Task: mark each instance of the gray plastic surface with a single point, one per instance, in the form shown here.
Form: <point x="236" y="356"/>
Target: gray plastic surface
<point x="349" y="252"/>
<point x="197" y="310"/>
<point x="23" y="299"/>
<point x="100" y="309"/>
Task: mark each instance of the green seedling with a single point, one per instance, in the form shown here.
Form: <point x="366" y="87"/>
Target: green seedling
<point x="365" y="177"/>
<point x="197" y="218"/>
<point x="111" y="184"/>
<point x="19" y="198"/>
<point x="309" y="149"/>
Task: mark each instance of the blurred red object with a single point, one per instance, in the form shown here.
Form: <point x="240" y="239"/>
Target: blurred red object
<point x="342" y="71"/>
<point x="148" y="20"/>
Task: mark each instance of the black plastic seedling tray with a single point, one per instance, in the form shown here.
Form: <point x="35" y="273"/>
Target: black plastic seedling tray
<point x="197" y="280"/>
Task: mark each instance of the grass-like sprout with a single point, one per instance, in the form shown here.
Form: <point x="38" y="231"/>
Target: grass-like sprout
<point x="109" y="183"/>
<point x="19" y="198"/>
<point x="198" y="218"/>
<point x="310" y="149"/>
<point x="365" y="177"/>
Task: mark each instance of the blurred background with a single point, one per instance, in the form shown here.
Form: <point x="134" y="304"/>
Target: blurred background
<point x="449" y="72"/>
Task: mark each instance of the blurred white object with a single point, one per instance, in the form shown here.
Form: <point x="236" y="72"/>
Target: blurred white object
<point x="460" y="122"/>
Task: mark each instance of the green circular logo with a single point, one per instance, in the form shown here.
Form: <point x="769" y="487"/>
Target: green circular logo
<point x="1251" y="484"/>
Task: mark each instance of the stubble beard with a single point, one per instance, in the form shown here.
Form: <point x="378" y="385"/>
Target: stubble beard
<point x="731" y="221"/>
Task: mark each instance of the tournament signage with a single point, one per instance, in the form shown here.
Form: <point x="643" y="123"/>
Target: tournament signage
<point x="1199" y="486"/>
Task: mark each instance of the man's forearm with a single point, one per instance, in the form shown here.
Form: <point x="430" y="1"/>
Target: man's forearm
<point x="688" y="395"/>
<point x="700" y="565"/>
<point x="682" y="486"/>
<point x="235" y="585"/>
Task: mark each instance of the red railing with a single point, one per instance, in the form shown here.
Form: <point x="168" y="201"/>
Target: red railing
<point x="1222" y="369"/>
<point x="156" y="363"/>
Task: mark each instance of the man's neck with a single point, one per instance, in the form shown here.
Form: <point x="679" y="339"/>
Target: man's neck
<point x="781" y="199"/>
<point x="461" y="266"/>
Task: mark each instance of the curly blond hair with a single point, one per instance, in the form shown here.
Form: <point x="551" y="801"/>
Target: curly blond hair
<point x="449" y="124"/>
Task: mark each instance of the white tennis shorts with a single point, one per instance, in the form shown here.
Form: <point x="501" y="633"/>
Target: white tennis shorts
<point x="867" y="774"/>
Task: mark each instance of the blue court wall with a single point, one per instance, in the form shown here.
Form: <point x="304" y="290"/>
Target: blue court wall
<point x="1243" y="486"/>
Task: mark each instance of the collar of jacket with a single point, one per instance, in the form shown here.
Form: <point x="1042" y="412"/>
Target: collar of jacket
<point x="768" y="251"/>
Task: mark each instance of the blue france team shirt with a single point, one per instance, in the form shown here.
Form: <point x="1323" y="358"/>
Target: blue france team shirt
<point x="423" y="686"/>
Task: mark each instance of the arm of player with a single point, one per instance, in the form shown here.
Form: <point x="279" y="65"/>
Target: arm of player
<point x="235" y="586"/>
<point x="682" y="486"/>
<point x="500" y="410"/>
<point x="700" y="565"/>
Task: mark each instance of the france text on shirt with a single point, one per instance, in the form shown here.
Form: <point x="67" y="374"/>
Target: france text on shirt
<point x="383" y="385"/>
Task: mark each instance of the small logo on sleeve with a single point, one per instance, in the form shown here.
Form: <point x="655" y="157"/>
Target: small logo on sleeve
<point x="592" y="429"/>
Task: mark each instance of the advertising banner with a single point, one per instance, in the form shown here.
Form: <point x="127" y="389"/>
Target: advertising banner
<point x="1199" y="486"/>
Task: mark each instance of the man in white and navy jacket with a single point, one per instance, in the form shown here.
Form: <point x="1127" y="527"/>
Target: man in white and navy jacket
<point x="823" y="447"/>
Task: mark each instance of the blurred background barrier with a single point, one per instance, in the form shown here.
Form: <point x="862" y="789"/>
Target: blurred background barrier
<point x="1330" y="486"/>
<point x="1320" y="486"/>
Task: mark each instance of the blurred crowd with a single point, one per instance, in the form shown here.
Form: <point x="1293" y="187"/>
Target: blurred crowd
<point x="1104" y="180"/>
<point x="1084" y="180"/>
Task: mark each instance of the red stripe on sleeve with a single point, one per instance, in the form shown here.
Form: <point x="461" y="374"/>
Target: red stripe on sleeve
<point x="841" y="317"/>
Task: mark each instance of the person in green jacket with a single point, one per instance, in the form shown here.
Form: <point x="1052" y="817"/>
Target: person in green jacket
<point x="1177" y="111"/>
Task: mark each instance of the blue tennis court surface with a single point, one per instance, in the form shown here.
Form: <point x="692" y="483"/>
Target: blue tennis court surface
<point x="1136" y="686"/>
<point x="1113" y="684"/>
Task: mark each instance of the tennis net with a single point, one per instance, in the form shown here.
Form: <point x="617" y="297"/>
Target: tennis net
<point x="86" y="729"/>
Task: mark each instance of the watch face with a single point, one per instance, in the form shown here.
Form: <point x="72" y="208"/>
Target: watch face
::::::
* [THE REQUEST]: Return the entire listing above verbatim, reproducing every line without alteration.

* [OUTPUT FOR THIS EXERCISE]:
Task: mark each instance of the gray plastic surface with a single point, one per instance, in the form shown here.
Form: <point x="236" y="356"/>
Target: gray plastic surface
<point x="349" y="252"/>
<point x="197" y="310"/>
<point x="23" y="299"/>
<point x="100" y="309"/>
Task: mark each instance of the green seedling with a single point, one per instance, in the form shown here.
Form: <point x="366" y="87"/>
Target: green seedling
<point x="365" y="177"/>
<point x="197" y="218"/>
<point x="111" y="184"/>
<point x="19" y="198"/>
<point x="309" y="149"/>
Task: mark each instance of the blurred red object with a single point, one per instance, in the form shown here.
Form: <point x="240" y="239"/>
Target: blurred red object
<point x="342" y="71"/>
<point x="148" y="20"/>
Task: mark each instance of the black plastic seedling tray with a single point, one per instance, in the form shown here.
Form: <point x="35" y="273"/>
Target: black plastic seedling tray
<point x="197" y="280"/>
Task: mark each instance of the grass-like sprout with a single point, one per instance, in the form shown here.
Form: <point x="38" y="231"/>
Target: grass-like sprout
<point x="109" y="183"/>
<point x="19" y="198"/>
<point x="198" y="218"/>
<point x="310" y="149"/>
<point x="365" y="177"/>
Task: mark each instance of the blurred background with a single point, one per instance, in the form shown here.
Form: <point x="134" y="304"/>
Target: blurred background
<point x="449" y="72"/>
Task: mark each instance of the blurred white object with a single point, one per instance, in the form shown here.
Form: <point x="236" y="72"/>
Target: blurred white object
<point x="460" y="122"/>
Task: mark each instance of the green circular logo with a single point, one per instance, in the form shown here.
Form: <point x="769" y="487"/>
Target: green circular logo
<point x="1251" y="484"/>
Task: mark each instance of the stubble beard with a single point, one per instance, in the form shown here.
Form: <point x="378" y="385"/>
Target: stubble beard
<point x="731" y="221"/>
Task: mark each instance of the tournament signage with a single point, one per instance, in the form shown here.
Form: <point x="643" y="123"/>
Target: tournament signage
<point x="1199" y="486"/>
Task: mark each instance of the man's forearm with a single point, one per instance, in the form shown here.
Form: <point x="430" y="1"/>
Target: man's forearm
<point x="688" y="395"/>
<point x="700" y="565"/>
<point x="682" y="486"/>
<point x="235" y="585"/>
Task: mark each instance of the red railing with a single point, one per instance, in the form shown here.
Form: <point x="168" y="201"/>
Target: red railing
<point x="1222" y="369"/>
<point x="156" y="363"/>
Task: mark each instance of the man's neck with a single point, one per instance, in the form shown here.
Form: <point x="679" y="339"/>
Target: man's neck
<point x="781" y="199"/>
<point x="461" y="266"/>
Task: mark each instance of the curly blond hair with a single point, one per instance, in the form shown here.
Form: <point x="551" y="801"/>
Target: curly blond hair
<point x="449" y="124"/>
Task: mark each instance of the white tennis shorts with a single point, one per instance, in the form shown here.
Form: <point x="501" y="633"/>
Target: white tennis shorts
<point x="867" y="774"/>
Task: mark each instance of the blue court wall with a single point, one per instance, in the form shown here.
Form: <point x="304" y="290"/>
Target: blue court wall
<point x="1243" y="486"/>
Task: mark each instance of the collar of jacket with a single point, one per instance, in the form shown here.
Form: <point x="1042" y="412"/>
Target: collar of jacket
<point x="768" y="251"/>
Task: mark each instance of the blue france team shirt with a single point, one per instance, in the form shown here.
Form: <point x="1323" y="358"/>
Target: blue france team shirt
<point x="423" y="686"/>
Task: mark each instance of the arm of player with a single point, one per instance, in the form shown here.
Form: <point x="279" y="65"/>
Target: arm of player
<point x="235" y="586"/>
<point x="682" y="486"/>
<point x="500" y="410"/>
<point x="700" y="565"/>
Task: mark each instance of the france text on shirt with a single point, one per instance, in the form shown here.
Form: <point x="67" y="374"/>
Target: france text on shirt
<point x="383" y="385"/>
Task: mark each instance of the small logo on sleeve with a single point, one per instance, in the form shown here.
Form: <point x="655" y="157"/>
Target: small logo on sleeve
<point x="592" y="429"/>
Task: mark each instance of the advertising banner with a single point, one per instance, in the form shown here.
Form: <point x="127" y="389"/>
Target: advertising banner
<point x="1199" y="486"/>
Task: mark each instance of the man in white and navy jacket with a single point, one per instance, in the form shown here.
Form: <point x="1127" y="527"/>
Target: man in white and navy jacket
<point x="823" y="447"/>
Task: mark each instance of the blurred background barrier with a single point, one per instance, in the form shown here.
Form: <point x="862" y="789"/>
Target: blurred background barrier
<point x="1330" y="486"/>
<point x="1320" y="486"/>
Task: mark each instance of the blurred crowd with a single point, one per instance, in the form shown here.
Form: <point x="1293" y="187"/>
Target: blurred crowd
<point x="1104" y="180"/>
<point x="1084" y="180"/>
Task: mark each instance of the red stripe on sleeve with a single point, one per instance, in the form shown here.
Form: <point x="461" y="374"/>
Target: red stripe on sleeve
<point x="841" y="317"/>
Task: mark each instance of the person in green jacket with a single point, one per instance, in the form shown here.
Form: <point x="1052" y="817"/>
Target: person in green jacket
<point x="1177" y="111"/>
Task: mark each instance of the blue tennis court surface with a single point, one per instance, in the form shown here.
Form: <point x="692" y="483"/>
Target: blue tennis court surface
<point x="1136" y="686"/>
<point x="1113" y="684"/>
Task: mark each instance of the tennis net with a single point, one per instance, in the form shown here.
Form: <point x="617" y="297"/>
Target: tennis net
<point x="86" y="729"/>
Task: mark each instance of the watch face with a single point, one per instance, in the form shown here.
Form: <point x="72" y="208"/>
Target: watch face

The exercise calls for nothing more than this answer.